• [Written request]: Copy out, unchanged, every line of the material below, from the line containing "outline: white lamp post" through the end of the material, including both of those ends.

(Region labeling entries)
++++++++
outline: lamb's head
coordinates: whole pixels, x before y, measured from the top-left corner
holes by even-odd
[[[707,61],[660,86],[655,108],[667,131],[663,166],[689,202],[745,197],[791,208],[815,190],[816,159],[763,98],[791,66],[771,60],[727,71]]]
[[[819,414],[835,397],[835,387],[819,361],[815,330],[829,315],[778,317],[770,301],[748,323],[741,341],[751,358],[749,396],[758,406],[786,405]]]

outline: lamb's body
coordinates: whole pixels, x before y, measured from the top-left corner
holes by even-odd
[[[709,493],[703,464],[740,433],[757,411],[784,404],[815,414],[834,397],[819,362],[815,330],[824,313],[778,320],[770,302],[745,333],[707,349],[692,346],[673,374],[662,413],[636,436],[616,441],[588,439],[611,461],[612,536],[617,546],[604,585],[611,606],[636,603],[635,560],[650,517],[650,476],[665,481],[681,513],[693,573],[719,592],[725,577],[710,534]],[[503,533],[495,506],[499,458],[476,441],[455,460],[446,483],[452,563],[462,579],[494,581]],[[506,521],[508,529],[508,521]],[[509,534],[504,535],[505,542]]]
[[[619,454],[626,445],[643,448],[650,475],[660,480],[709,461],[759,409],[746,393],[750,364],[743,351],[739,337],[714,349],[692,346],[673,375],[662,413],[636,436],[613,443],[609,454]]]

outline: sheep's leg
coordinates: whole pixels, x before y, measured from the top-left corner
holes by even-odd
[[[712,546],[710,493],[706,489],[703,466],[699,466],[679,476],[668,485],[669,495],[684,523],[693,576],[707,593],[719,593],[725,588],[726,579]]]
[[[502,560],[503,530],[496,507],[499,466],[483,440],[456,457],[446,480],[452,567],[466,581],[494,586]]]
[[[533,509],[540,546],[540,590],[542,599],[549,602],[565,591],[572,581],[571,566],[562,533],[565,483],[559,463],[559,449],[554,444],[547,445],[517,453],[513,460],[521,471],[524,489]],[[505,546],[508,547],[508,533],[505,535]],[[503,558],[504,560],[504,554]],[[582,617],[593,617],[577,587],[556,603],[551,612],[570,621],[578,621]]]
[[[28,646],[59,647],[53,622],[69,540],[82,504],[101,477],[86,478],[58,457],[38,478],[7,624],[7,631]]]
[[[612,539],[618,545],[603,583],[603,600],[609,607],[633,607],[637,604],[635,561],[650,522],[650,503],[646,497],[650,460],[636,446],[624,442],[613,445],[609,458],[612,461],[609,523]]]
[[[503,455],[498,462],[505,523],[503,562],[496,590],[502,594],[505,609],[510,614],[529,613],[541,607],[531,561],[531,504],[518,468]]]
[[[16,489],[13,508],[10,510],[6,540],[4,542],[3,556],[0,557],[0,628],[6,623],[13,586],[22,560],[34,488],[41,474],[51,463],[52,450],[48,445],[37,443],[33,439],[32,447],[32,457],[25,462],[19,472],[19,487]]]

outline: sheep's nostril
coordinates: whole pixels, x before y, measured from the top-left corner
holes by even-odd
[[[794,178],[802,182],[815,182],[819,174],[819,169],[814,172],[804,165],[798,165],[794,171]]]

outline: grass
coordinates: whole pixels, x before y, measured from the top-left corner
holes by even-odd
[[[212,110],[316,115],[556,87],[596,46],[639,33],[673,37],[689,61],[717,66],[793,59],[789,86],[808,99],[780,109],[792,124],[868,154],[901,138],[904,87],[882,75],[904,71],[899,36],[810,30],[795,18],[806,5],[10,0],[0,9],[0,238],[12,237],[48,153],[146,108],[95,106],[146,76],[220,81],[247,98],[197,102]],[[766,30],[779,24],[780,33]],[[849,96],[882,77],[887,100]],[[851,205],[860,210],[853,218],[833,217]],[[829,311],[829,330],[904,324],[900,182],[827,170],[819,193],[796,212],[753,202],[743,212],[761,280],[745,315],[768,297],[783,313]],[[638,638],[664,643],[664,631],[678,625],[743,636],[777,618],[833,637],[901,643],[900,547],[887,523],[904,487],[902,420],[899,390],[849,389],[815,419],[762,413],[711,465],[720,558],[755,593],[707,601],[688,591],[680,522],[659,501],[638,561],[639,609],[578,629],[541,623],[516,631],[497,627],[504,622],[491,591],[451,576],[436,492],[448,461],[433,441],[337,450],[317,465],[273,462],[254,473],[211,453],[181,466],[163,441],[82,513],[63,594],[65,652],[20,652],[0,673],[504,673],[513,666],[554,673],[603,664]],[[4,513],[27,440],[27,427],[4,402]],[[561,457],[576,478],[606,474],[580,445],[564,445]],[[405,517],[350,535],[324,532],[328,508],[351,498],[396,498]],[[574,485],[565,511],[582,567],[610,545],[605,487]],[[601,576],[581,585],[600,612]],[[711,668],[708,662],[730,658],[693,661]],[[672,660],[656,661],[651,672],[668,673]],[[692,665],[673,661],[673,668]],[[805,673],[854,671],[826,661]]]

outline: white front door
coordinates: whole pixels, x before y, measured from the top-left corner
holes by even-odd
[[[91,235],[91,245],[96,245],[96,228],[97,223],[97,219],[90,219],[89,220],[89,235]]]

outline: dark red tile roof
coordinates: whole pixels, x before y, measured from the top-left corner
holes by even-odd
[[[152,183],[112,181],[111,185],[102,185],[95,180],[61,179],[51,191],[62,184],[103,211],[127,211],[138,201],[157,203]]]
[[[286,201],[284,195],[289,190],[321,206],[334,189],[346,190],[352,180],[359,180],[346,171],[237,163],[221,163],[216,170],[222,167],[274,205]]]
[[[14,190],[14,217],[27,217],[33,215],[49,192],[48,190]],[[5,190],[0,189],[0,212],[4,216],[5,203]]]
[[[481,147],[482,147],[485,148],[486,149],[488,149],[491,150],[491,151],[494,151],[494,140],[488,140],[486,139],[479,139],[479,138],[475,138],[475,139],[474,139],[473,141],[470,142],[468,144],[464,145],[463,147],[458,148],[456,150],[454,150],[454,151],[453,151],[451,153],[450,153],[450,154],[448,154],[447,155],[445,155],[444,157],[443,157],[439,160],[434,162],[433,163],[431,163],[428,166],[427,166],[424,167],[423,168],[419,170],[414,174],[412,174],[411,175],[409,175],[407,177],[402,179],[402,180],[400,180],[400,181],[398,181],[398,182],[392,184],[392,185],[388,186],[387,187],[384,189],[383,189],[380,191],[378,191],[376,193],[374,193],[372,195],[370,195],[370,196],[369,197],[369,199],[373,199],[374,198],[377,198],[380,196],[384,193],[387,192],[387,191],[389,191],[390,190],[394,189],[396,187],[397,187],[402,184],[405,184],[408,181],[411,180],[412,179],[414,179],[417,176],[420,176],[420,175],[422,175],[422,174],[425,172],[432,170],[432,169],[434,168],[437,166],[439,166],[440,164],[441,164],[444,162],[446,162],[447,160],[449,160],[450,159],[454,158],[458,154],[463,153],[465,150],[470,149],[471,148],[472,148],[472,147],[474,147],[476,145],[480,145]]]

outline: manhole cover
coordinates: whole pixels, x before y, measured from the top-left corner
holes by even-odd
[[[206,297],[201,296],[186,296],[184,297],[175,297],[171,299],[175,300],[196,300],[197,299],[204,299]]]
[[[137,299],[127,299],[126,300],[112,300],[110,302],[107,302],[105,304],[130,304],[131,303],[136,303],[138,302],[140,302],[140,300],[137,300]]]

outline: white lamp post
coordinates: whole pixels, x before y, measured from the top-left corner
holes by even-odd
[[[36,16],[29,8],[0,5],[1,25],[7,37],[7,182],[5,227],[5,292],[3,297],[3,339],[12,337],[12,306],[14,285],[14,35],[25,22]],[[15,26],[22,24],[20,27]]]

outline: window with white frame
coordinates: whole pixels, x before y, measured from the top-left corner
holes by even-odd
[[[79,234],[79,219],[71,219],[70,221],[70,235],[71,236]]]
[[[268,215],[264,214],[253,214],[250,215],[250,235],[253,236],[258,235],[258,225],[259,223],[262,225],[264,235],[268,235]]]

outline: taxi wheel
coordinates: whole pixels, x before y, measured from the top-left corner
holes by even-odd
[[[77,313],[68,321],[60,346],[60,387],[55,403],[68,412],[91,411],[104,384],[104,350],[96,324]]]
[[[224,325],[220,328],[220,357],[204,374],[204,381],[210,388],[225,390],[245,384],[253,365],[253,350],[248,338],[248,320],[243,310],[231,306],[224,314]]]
++++++++
• [The output]:
outline: white lamp post
coordinates: whole pixels, x before y, measured from the top-left corner
holes by even-odd
[[[36,16],[29,8],[0,5],[1,25],[7,37],[7,182],[5,227],[5,292],[3,297],[3,339],[12,337],[12,306],[14,285],[14,35],[25,22]],[[15,26],[22,24],[20,27]]]

outline: window with white frame
coordinates: whole pixels, x before y, measured from the top-left corner
holes by even-odd
[[[79,234],[79,219],[71,219],[70,221],[70,235],[71,236]]]
[[[268,215],[264,214],[253,214],[250,215],[250,235],[253,236],[258,235],[258,225],[259,223],[262,225],[264,235],[268,235]]]

outline: taxi wheel
coordinates: whole pixels, x before y, measured from the top-left corner
holes by even-odd
[[[77,313],[68,321],[60,346],[60,387],[55,403],[68,412],[91,411],[104,384],[104,350],[96,324]]]
[[[224,325],[220,328],[220,357],[204,374],[204,381],[210,388],[225,390],[245,384],[253,365],[253,350],[248,338],[248,320],[243,310],[231,306],[224,314]]]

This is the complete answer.